(Beginning of Source extract)

Math Education Should Be About Wellness, Not Success.

Sunil Singh
5 min readJul 10, 2019

Last year a research article entitled “Spotlight on Math Anxiety” was published. Not much surprised me — unfortunately. However, there was one statistic that unveiled the depth — and most likely historic prevalence — of the problem.

93% of Americans reported some level of math anxiety in their lifetime.

Let that sink in for a while. Imagine multiplying the the number of people this has affected over, let’s say, the last 25 years by the hours these people have been consumed with some negative experience of mathematics. We are probably talking billions of hours where mathematics is a source of anxiety, discomfort, or pain.

Yes, high stakes testing and meaningless homework are two of the biggest contributors to this mathematical malaise, but there are many other factors. The biggest problem why these factors are addressed with the the seriousness and effort they deserve is that mathematics is intertwined in a most deleterious fashion with the performance culture of being successful.

Success. Who wouldn’t want to be successful in math and in life, right? The problem is that the way that word is used in both situations is related to performance that can be measured/observed. Correct answers, test scores, and grade point averages in math education. STEM jobs, salary, and title in life.

It’s all about sorting, ranking, sifting, labeling, etc. The better the marks, the better opportunities for financial gain/status.

The current message — direct or not — is that learning mathematics is about being successful in mathematics, and being successful in mathematics means being successful in life…

That narrative. That story. That is one of the unhealthiest ideas that has invaded education and metastasised over time.

In 2012, Deepak Malhotra gave a talk to the graduating class of the Harvard Business School. He reminded the class that they represent the top 1/1000th of one percent of the people in the world in terms of future wealth potential, health potential, networking, etc.

He also told them that a lot of you(the HBS graduates) will be unhappy in the years to come. I strongly suggest you watch the whole thing. I probably watched it at least a dozen times.

(End of Source extract)
(Beginning of Extracted material)

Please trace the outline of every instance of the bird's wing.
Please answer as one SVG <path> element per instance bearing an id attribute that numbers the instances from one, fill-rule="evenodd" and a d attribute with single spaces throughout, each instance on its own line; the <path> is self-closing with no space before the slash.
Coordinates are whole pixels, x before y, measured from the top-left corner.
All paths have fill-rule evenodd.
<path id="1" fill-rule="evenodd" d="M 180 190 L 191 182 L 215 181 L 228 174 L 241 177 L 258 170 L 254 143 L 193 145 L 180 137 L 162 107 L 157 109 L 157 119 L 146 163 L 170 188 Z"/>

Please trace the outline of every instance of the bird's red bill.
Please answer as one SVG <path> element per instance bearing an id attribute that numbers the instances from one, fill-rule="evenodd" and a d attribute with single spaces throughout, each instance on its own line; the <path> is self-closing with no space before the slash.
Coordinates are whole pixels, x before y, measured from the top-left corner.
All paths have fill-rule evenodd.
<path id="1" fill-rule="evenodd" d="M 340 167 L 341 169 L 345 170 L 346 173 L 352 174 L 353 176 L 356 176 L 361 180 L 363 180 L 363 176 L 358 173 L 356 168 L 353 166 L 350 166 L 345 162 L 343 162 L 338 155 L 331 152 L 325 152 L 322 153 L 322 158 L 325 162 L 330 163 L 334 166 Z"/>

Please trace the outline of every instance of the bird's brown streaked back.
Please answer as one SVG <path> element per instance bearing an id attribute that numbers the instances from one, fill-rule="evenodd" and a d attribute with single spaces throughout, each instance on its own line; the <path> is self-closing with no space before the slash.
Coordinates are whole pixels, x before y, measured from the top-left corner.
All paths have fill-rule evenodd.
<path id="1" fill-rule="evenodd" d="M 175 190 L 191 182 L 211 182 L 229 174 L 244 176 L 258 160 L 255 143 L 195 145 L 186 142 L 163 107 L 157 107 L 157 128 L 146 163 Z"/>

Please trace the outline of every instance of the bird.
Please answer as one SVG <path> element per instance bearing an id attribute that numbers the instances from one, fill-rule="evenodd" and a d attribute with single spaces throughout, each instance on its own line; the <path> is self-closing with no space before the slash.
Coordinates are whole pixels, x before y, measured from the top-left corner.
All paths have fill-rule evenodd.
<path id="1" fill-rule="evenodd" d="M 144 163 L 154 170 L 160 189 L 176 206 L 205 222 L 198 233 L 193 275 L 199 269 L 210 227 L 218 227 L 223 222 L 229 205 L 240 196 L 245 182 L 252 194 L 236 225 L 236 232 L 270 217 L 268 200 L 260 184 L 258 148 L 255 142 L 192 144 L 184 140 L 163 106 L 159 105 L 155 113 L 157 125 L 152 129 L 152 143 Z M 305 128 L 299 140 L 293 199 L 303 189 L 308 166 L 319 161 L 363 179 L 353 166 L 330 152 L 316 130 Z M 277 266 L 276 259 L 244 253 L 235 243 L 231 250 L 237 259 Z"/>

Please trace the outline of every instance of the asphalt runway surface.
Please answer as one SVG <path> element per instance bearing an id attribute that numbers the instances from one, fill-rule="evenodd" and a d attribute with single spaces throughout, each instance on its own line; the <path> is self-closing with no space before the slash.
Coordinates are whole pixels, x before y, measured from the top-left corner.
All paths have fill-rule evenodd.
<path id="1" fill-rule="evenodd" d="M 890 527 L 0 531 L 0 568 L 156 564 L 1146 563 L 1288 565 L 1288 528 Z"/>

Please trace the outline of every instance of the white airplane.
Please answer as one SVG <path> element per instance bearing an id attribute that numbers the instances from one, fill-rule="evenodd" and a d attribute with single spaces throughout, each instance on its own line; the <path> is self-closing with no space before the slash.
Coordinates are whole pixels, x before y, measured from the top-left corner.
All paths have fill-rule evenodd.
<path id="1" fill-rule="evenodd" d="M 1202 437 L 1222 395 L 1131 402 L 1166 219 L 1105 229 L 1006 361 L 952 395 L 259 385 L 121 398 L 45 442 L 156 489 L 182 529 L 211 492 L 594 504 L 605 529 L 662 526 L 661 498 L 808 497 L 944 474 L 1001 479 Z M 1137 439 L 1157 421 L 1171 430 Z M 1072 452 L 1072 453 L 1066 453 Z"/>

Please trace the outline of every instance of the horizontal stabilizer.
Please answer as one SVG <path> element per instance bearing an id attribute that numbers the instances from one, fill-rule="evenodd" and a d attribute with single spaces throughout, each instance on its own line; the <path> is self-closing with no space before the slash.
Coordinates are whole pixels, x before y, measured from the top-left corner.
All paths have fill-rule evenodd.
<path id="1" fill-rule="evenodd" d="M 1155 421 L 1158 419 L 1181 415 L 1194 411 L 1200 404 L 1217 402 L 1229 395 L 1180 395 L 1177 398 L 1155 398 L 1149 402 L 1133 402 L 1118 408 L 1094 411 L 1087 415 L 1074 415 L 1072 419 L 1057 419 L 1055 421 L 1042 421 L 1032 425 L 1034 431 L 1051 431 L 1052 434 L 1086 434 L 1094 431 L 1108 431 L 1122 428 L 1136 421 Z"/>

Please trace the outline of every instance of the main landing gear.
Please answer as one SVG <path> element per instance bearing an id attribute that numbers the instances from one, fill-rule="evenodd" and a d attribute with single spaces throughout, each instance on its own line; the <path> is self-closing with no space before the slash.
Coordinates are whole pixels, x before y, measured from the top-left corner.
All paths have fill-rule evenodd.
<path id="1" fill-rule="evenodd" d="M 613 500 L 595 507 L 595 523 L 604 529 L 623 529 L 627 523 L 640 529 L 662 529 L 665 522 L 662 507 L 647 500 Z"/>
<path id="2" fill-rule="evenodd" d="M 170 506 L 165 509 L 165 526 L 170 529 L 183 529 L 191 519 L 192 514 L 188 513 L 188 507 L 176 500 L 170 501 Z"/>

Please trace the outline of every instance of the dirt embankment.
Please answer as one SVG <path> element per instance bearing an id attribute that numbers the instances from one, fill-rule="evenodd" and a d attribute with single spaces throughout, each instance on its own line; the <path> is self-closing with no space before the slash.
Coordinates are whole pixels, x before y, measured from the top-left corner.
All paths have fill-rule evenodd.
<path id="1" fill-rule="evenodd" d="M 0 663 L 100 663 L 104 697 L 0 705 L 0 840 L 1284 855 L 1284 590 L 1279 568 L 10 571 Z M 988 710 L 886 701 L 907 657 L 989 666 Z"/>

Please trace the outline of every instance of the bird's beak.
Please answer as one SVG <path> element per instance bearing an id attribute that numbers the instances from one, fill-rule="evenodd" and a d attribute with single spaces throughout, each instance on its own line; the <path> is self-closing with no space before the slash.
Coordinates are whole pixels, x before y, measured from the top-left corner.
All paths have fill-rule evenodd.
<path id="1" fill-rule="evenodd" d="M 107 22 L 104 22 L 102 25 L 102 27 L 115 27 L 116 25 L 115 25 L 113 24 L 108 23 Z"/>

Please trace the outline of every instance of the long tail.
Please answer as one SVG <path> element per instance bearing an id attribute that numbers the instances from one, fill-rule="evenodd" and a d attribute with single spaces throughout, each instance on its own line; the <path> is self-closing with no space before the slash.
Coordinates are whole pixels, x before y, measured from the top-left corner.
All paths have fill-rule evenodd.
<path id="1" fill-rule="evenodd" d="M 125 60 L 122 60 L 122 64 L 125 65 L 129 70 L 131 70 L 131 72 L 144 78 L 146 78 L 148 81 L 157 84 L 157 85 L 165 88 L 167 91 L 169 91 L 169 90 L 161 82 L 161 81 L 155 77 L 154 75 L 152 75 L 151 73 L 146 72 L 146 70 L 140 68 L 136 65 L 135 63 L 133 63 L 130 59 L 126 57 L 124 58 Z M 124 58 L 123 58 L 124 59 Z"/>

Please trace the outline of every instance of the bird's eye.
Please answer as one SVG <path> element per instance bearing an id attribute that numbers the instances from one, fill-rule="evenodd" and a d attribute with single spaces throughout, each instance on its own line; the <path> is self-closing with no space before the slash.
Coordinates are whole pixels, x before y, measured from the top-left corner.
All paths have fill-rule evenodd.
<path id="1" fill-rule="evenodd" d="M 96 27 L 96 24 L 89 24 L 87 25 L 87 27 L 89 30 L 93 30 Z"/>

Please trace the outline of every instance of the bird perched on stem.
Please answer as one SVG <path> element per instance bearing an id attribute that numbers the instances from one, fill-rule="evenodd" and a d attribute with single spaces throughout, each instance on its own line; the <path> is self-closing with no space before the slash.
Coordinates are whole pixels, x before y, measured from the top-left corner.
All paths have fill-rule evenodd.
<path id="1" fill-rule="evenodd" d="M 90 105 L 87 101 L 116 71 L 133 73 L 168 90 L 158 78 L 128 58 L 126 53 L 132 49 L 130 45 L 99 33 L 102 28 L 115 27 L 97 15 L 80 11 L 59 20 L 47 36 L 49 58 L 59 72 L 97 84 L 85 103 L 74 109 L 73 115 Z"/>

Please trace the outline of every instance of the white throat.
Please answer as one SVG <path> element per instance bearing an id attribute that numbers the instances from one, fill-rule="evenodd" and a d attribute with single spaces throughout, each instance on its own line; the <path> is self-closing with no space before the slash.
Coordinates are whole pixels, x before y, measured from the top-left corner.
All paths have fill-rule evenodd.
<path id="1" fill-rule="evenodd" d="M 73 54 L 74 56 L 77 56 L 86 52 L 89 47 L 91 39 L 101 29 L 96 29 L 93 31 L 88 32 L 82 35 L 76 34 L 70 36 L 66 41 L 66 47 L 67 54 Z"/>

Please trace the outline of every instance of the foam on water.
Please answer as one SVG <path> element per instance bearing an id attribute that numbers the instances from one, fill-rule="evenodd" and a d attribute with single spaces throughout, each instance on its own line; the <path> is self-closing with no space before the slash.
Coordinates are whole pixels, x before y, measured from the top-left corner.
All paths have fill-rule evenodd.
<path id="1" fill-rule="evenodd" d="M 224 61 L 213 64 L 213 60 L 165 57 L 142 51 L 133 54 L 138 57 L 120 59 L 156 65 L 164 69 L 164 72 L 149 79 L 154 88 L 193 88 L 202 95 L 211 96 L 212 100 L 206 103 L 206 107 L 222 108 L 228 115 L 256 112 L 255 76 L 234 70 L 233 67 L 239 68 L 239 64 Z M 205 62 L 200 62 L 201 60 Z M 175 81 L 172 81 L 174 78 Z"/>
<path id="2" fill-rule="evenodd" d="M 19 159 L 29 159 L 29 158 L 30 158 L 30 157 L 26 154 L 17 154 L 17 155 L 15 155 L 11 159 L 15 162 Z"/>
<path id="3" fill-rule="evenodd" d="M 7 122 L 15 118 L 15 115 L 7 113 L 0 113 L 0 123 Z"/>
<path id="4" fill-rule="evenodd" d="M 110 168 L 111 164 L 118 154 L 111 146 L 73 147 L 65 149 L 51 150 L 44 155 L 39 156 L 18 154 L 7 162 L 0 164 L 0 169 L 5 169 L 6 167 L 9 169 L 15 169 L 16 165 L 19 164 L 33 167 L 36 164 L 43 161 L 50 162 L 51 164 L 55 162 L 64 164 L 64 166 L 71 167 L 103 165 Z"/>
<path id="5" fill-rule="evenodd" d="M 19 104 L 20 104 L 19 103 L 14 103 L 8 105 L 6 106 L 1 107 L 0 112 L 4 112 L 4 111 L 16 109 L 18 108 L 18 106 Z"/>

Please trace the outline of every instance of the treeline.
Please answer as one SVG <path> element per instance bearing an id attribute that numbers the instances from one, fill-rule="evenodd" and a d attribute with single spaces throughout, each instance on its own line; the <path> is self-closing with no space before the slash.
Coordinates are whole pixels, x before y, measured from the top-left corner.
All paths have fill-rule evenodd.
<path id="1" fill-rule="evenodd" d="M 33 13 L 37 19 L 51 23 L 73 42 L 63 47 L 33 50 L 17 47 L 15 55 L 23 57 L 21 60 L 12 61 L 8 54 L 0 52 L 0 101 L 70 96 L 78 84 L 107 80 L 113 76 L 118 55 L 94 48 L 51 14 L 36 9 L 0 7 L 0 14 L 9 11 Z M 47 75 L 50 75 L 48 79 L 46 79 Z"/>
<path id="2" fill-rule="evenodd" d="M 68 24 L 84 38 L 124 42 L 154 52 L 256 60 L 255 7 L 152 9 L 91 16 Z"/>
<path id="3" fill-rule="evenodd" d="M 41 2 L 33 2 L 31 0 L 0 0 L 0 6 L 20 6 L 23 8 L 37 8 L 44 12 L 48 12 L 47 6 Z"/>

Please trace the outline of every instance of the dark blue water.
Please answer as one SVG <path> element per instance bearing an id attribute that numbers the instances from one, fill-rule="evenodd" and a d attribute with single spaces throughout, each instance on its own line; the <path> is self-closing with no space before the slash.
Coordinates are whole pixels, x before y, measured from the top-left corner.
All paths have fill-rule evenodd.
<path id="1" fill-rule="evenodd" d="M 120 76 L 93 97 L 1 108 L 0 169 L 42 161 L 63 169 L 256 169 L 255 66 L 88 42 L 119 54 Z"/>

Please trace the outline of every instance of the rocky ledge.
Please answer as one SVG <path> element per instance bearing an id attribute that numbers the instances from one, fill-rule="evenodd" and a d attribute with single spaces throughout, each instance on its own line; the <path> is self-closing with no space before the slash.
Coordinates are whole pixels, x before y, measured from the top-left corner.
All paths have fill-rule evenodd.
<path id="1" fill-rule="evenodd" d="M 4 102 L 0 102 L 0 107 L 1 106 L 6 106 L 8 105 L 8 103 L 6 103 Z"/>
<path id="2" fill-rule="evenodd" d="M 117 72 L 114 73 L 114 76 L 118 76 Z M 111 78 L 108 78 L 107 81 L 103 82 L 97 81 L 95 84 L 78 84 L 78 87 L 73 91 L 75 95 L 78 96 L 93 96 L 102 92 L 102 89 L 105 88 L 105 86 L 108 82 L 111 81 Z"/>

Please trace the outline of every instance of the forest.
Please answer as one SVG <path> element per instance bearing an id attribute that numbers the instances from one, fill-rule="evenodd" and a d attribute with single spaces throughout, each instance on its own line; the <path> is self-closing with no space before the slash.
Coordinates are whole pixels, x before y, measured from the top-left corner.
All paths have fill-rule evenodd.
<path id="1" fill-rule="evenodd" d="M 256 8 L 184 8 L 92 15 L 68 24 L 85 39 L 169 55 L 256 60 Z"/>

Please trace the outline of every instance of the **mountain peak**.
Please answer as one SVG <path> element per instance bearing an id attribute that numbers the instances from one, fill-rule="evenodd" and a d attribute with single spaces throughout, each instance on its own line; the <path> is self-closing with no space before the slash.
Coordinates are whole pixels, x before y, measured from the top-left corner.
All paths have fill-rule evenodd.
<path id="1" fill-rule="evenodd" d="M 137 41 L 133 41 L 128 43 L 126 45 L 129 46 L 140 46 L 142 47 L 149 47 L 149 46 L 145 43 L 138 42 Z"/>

(End of Extracted material)

What the exercise asks:
Please state what share of Americans, according to the math education article, reported some level of math anxiety in their lifetime. These rows are separate material, unrelated to the article above.

Exercise answer:
93%